— Required task —
Copy every row below word for word, leaving out the pictures.

## begin Exercise inputs

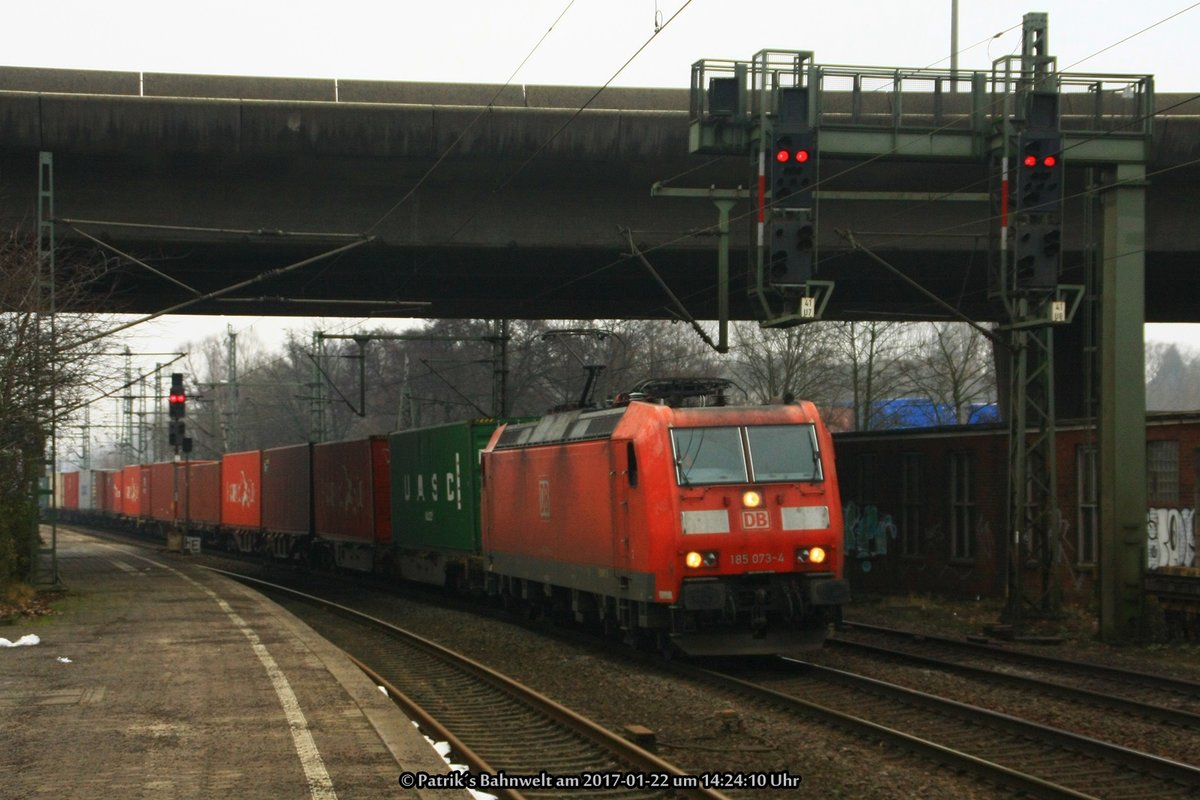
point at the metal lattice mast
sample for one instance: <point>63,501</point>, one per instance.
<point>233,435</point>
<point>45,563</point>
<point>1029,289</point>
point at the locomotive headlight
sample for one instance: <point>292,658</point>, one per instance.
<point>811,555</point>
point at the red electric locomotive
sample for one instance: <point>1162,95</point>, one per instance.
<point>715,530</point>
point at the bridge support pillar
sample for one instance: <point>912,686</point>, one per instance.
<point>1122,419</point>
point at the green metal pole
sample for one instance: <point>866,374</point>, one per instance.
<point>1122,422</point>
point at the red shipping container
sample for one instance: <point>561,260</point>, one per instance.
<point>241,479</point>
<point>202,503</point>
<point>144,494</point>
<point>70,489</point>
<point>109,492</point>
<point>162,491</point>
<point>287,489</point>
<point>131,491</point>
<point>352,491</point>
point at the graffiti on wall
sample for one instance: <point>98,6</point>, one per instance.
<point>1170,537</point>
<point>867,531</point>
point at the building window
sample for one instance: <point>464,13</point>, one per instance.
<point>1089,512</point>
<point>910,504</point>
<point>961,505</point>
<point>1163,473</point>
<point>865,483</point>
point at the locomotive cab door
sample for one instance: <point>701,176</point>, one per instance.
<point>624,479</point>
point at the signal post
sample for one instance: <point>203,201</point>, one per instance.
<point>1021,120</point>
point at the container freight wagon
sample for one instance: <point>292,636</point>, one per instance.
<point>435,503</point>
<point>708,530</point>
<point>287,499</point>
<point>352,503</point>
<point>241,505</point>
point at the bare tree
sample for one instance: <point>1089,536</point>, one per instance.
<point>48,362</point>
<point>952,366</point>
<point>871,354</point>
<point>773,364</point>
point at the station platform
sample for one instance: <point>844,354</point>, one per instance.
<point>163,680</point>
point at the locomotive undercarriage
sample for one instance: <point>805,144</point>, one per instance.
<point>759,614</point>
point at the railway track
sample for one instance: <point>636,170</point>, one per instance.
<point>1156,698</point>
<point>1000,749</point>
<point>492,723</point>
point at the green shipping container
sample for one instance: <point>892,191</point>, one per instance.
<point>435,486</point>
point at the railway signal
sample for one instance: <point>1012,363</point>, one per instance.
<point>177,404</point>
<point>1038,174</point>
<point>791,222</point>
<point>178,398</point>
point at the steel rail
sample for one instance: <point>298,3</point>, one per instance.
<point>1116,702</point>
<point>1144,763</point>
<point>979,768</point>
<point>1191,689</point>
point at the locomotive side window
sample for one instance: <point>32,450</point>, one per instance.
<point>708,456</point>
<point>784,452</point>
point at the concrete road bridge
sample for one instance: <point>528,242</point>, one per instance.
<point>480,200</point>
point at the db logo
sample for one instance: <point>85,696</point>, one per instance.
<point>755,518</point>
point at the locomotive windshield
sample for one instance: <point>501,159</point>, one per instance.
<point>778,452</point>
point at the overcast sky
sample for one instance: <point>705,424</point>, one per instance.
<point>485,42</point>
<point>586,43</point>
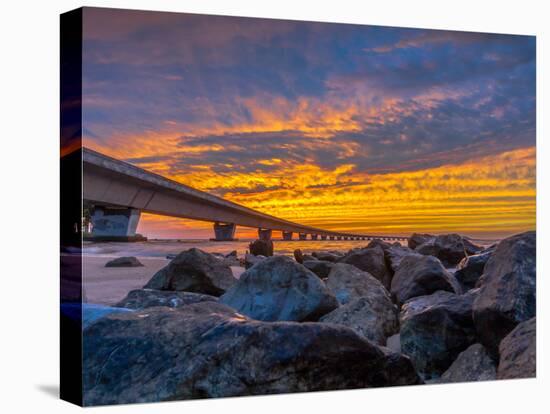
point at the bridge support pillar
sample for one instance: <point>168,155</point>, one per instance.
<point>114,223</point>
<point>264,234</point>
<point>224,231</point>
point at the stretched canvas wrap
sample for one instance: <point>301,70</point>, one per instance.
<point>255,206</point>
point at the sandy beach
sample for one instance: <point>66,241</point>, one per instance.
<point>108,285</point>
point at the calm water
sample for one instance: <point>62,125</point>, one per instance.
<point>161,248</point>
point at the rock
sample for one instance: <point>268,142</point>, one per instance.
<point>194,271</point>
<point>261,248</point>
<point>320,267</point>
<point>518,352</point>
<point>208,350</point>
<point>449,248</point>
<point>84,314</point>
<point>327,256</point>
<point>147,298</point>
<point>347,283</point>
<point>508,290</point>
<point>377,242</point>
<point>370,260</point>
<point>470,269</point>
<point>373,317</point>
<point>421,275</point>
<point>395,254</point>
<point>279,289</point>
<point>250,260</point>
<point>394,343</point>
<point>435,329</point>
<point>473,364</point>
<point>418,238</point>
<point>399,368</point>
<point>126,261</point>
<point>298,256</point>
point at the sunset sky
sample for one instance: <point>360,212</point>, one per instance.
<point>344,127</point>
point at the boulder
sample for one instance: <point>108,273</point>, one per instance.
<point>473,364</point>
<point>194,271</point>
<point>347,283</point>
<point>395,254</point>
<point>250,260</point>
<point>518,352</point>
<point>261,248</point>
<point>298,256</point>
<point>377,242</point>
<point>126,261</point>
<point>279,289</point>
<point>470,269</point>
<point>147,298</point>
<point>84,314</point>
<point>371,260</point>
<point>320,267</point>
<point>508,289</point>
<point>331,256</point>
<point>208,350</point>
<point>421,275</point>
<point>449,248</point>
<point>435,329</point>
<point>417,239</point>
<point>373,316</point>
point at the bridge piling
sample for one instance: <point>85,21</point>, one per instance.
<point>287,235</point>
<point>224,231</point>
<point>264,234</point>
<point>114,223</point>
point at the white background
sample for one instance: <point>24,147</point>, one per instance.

## end Exercise inputs

— Solution for this exercise —
point at the metal lattice mast
sample for one instance: <point>63,501</point>, one per instance.
<point>233,435</point>
<point>45,563</point>
<point>1029,289</point>
point at the locomotive headlight
sample for one instance: <point>292,658</point>, one per instance.
<point>811,555</point>
point at the red electric locomotive
sample for one instance: <point>1162,95</point>, one per instance.
<point>715,530</point>
point at the bridge support pillar
sample for one instance: <point>912,686</point>, one per instance.
<point>1122,419</point>
point at the green metal pole
sample for one instance: <point>866,374</point>, one per instance.
<point>1122,422</point>
point at the red shipping container
sample for one instance: <point>561,260</point>, one per instance.
<point>241,479</point>
<point>202,503</point>
<point>144,494</point>
<point>70,489</point>
<point>109,492</point>
<point>162,491</point>
<point>287,489</point>
<point>131,491</point>
<point>352,491</point>
point at the graffiti on wall
sample for one instance: <point>98,6</point>, one per instance.
<point>1170,537</point>
<point>867,531</point>
point at the building window
sample for one instance: <point>464,13</point>, one per instance.
<point>1089,512</point>
<point>910,504</point>
<point>961,505</point>
<point>1163,473</point>
<point>865,483</point>
point at the locomotive cab door
sample for one instance: <point>701,176</point>, one per instance.
<point>624,479</point>
point at the signal post
sample for one instance: <point>203,201</point>, one per instance.
<point>1021,120</point>
point at the container freight wagon
sample for one instance: <point>292,636</point>, one per instance.
<point>435,503</point>
<point>708,530</point>
<point>287,499</point>
<point>352,503</point>
<point>241,505</point>
point at the bare tree
sample for one instance: <point>1089,536</point>, one per instance.
<point>48,362</point>
<point>952,366</point>
<point>871,354</point>
<point>773,364</point>
point at the station platform
sample for one instance: <point>844,354</point>, one per instance.
<point>163,680</point>
point at the locomotive undercarriage
sample for one instance: <point>805,144</point>, one per instance.
<point>759,614</point>
point at the railway track
sample for one instance: <point>636,170</point>, one per instance.
<point>1156,698</point>
<point>1000,749</point>
<point>492,723</point>
point at the green shipping container
sample for one instance: <point>892,191</point>, one per instance.
<point>435,486</point>
point at the railway signal
sample for one instance: <point>1012,363</point>, one per instance.
<point>177,404</point>
<point>1038,174</point>
<point>791,222</point>
<point>178,398</point>
point at the steel rail
sample for one instance: <point>298,3</point>, one per instance.
<point>1116,702</point>
<point>1144,763</point>
<point>979,768</point>
<point>1191,689</point>
point at the locomotive side window
sample for one instance: <point>32,450</point>, one per instance.
<point>708,456</point>
<point>784,452</point>
point at the concrete road bridge
sample for one instance: <point>528,242</point>, one per instance.
<point>480,200</point>
point at the db logo
sample for one instance: <point>85,696</point>, one per instance.
<point>755,518</point>
point at the locomotive windshield
sample for one instance: <point>501,159</point>, one per instance.
<point>778,452</point>
point at the overcast sky
sample for one instance: <point>705,424</point>, one per instance.
<point>485,42</point>
<point>586,43</point>
point at the bridge support pillar
sample for one instance: <point>168,155</point>, one per instance.
<point>114,223</point>
<point>264,234</point>
<point>224,231</point>
point at the stretched canvas wrap
sample for one instance: <point>301,70</point>, one per instance.
<point>255,206</point>
point at the sandy beach
sample for one instance: <point>66,241</point>, one per instance.
<point>108,285</point>
point at the calm water
sample for one instance: <point>62,125</point>, one per instance.
<point>161,248</point>
point at the rock
sample for one instance: <point>268,142</point>, one per instance.
<point>194,271</point>
<point>261,248</point>
<point>320,267</point>
<point>518,352</point>
<point>208,350</point>
<point>449,248</point>
<point>84,314</point>
<point>327,256</point>
<point>147,298</point>
<point>347,283</point>
<point>508,290</point>
<point>377,242</point>
<point>370,260</point>
<point>470,269</point>
<point>373,317</point>
<point>421,275</point>
<point>395,254</point>
<point>279,289</point>
<point>250,260</point>
<point>394,343</point>
<point>435,329</point>
<point>473,364</point>
<point>418,238</point>
<point>399,368</point>
<point>126,261</point>
<point>298,256</point>
point at the sunset sky
sample for one instance: <point>360,212</point>, one per instance.
<point>344,127</point>
point at the boulder
sample for one instance: <point>108,273</point>, one per instance.
<point>473,364</point>
<point>194,271</point>
<point>347,283</point>
<point>395,254</point>
<point>250,260</point>
<point>518,352</point>
<point>261,248</point>
<point>298,256</point>
<point>377,242</point>
<point>126,261</point>
<point>279,289</point>
<point>470,269</point>
<point>147,298</point>
<point>84,314</point>
<point>371,260</point>
<point>320,267</point>
<point>508,289</point>
<point>331,256</point>
<point>208,350</point>
<point>421,275</point>
<point>449,248</point>
<point>435,329</point>
<point>417,239</point>
<point>373,316</point>
point at the bridge piling
sample for one instance: <point>85,21</point>, one per instance.
<point>287,235</point>
<point>224,231</point>
<point>264,234</point>
<point>114,223</point>
point at the white background
sample for one instance: <point>24,147</point>, one per instance.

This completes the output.